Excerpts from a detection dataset
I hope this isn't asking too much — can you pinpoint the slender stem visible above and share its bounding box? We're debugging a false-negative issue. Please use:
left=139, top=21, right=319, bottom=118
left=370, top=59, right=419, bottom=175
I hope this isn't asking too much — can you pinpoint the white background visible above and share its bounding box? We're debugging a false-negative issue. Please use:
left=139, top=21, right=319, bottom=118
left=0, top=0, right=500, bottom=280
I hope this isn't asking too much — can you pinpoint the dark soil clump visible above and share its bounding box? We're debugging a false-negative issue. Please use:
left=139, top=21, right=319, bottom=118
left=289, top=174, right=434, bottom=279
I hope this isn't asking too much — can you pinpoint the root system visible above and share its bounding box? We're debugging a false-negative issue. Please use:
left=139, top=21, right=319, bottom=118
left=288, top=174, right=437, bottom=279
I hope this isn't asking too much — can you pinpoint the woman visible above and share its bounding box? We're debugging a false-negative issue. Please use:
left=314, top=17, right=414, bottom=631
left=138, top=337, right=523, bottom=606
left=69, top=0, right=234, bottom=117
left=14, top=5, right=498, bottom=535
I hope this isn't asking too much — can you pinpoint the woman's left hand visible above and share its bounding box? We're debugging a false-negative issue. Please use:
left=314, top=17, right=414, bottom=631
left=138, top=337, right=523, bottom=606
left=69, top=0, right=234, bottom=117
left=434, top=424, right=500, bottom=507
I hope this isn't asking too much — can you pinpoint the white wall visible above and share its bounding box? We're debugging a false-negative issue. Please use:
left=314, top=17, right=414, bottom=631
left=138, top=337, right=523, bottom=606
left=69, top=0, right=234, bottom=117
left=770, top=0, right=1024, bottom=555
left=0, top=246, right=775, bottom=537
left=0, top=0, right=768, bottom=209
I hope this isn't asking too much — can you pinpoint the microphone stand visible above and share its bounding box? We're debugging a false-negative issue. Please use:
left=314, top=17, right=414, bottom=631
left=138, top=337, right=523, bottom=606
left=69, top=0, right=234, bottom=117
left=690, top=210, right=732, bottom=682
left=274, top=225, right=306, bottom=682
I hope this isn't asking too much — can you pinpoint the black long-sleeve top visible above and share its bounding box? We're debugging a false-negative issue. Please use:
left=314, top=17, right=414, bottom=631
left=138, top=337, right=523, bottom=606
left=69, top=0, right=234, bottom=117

## TASK DETAILS
Can you reproduce, character for character, the stretch of the material above from its very first line through the line containing "left=0, top=0, right=500, bottom=280", including both ends?

## WRITTEN SOLUTION
I hope this isn't asking too much — can you pinpoint the slender stem visible above and share its bounding box? We're debugging a false-negative issue. Please use:
left=139, top=21, right=319, bottom=118
left=370, top=59, right=419, bottom=175
I hope this isn't asking too much — can you pinpoint the white background visible above and share its bounding box? We're debugging a false-negative issue. Please use:
left=139, top=21, right=319, bottom=118
left=0, top=0, right=500, bottom=280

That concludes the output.